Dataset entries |
************

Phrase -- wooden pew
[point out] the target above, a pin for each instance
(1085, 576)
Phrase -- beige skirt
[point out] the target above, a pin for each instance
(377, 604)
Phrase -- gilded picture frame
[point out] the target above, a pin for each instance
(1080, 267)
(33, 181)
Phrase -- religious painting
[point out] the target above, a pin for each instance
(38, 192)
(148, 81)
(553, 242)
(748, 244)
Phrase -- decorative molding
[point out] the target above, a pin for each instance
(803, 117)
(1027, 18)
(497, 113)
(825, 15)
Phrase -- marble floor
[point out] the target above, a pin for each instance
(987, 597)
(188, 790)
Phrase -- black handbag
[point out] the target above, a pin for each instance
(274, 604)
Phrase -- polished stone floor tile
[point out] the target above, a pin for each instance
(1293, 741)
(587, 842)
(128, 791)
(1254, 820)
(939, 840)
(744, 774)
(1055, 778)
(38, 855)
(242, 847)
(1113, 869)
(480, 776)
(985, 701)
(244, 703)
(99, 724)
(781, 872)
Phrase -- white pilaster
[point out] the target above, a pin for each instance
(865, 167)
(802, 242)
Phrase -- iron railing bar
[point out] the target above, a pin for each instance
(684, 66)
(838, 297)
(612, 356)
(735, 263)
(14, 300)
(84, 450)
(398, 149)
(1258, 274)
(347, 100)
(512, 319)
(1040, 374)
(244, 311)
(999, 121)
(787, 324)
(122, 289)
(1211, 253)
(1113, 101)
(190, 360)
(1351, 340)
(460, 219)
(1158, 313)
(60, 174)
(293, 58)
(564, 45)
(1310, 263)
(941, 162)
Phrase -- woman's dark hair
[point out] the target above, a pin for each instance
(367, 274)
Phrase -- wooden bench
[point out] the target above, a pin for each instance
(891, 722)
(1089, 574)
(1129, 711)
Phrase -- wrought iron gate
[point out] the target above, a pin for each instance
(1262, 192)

************

What to produce | Nothing above should be left out; write out every record exactly.

Final answer |
Phrase -- wooden pew
[point out] the target above, a pin for each instance
(1085, 576)
Phrase -- beige skirt
[point out] the target above, a pin for each instance
(377, 604)
Phrase -- gilded picture frame
[point out] the target above, a pin for each instance
(1080, 267)
(33, 181)
Phrase -- religious painting
[point out] the target above, a pin for each instance
(38, 192)
(148, 81)
(553, 242)
(748, 244)
Phrase -- decorative molding
[point out] the target above, a pin for each instance
(803, 117)
(1027, 18)
(497, 113)
(825, 15)
Phrase -- marble floor
[point out] the target above, a pin for each instance
(987, 597)
(188, 790)
Phrase -- black handbag
[point out] the target above, a pin for each instance
(274, 604)
Phrase -- polished stone floor tile
[point out] the target above, a pin for each instance
(1293, 741)
(587, 842)
(128, 791)
(1254, 820)
(939, 840)
(744, 774)
(1055, 778)
(38, 855)
(242, 847)
(1113, 869)
(480, 776)
(985, 701)
(244, 703)
(99, 724)
(781, 872)
Phrase -- white pilaster
[point out] the target above, a pin for each instance
(865, 167)
(802, 242)
Phrase -- iron railing bar
[point out] the target above, a pin for each instance
(684, 66)
(838, 297)
(612, 356)
(735, 263)
(14, 300)
(84, 450)
(398, 149)
(1258, 274)
(347, 100)
(512, 319)
(1040, 374)
(244, 311)
(999, 121)
(787, 324)
(122, 289)
(1211, 253)
(1113, 101)
(190, 360)
(1351, 340)
(460, 219)
(1158, 313)
(60, 174)
(293, 58)
(564, 45)
(1310, 263)
(941, 162)
Phrase -- woman's dark hair
[point out] the target above, a pin for each instance
(367, 274)
Phrase -- wooden bench
[point out] the target above, a pin for each instance
(891, 722)
(1089, 574)
(1129, 711)
Phrase -- wrought iron gate
[point out] the target above, a pin for each instance
(1262, 192)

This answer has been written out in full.